» Text:
----------------------------------------

[SPARK-2568] RangePartitioner should run only one job if data is balanced #1562

mengxr · 2014-07-24T02:53:05Z

As of Spark 1.0, RangePartitioner goes through data twice: once to compute the count and once to do sampling. As a result, to do sortByKey, Spark goes through data 3 times (once to count, once to sample, and once to sort).

RangePartitioner should go through data only once, collecting samples from input partitions as well as counting. If the data is balanced, this should give us a good sketch. If we see big partitions, we re-sample from them in order to collect enough items.

The downside is that we need to collect more from each partition in the first pass. An alternative solution is caching the intermediate result and decide whether to fetch the data after.

SparkQA · 2014-07-24T02:58:30Z

QA tests have started for PR 1562. This patch merges cleanly.
View progress: https://amplab.cs.berkeley.edu/jenkins/job/SparkPullRequestBuilder/17089/consoleFull

SparkQA · 2014-07-24T03:37:20Z

QA results for PR 1562:
- This patch FAILED unit tests.
- This patch merges cleanly
- This patch adds no public classes

For more information see test ouptut:
https://amplab.cs.berkeley.edu/jenkins/job/SparkPullRequestBuilder/17089/consoleFull

SparkQA · 2014-07-24T03:53:42Z

QA tests have started for PR 1562. This patch merges cleanly.

----------------------------------------

» Dataset content:

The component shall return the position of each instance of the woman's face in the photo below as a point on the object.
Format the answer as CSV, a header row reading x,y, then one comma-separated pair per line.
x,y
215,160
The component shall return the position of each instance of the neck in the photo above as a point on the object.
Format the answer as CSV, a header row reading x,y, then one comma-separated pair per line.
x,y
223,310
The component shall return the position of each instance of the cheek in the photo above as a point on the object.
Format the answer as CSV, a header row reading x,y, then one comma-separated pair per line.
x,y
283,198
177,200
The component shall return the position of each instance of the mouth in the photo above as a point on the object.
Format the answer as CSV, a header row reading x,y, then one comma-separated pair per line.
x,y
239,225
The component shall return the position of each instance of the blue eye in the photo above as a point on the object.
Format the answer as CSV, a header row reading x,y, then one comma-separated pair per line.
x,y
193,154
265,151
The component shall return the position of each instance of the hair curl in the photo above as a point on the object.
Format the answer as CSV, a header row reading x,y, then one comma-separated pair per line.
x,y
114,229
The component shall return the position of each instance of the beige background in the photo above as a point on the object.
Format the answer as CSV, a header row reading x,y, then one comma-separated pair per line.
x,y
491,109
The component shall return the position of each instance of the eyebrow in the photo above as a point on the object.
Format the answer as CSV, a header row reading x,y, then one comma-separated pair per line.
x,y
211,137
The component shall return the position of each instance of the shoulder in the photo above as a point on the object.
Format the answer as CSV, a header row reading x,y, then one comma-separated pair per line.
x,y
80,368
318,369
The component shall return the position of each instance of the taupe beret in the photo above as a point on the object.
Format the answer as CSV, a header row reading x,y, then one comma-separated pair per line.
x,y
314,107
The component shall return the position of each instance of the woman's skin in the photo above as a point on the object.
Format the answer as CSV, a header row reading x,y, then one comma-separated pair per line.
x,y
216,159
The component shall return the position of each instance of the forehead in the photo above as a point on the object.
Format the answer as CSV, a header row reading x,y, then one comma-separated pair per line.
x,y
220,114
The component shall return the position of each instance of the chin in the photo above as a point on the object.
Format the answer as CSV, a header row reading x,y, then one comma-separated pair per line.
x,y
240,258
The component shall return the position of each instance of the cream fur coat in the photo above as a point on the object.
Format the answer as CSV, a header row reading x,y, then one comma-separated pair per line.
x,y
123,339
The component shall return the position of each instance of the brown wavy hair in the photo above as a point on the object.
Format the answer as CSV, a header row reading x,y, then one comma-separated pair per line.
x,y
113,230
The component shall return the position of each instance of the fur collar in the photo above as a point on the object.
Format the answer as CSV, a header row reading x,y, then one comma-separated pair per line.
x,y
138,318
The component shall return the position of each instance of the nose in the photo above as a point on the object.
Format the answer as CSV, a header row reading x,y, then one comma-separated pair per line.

----------------------------------------

» Required actions:
A: Answer these from the pull request thread:
(i) As of Spark 1.0, how many times does Spark go through data to do sortByKey?
(ii) Under the proposal, what happens when big partitions are seen?
(iii) According to the QA results for PR 1562, what happened with the unit tests?
B: Using the pull request thread, say whether each statement is correct:
(i) As of Spark 1.0, RangePartitioner goes through data only once.
(ii) The patch adds no public classes.
(iii) The proposed approach needs to collect less from each partition in the first pass.
C: Reproduce the stretch of the pull request thread from "The downside is" through "the data after.".

» Full answers:
A:
(i) Three times: once to count, once to sample, and once to sort.
(ii) They are re-sampled in order to collect enough items.
(iii) The patch failed unit tests.

B:
(i) No: "As of Spark 1.0, RangePartitioner goes through data twice: once to compute the count and once to do sampling."
(ii) Yes: "This patch adds no public classes"
(iii) No: "The downside is that we need to collect more from each partition in the first pass."

C:
The downside is that we need to collect more from each partition in the first pass. An alternative solution is caching the intermediate result and decide whether to fetch the data after.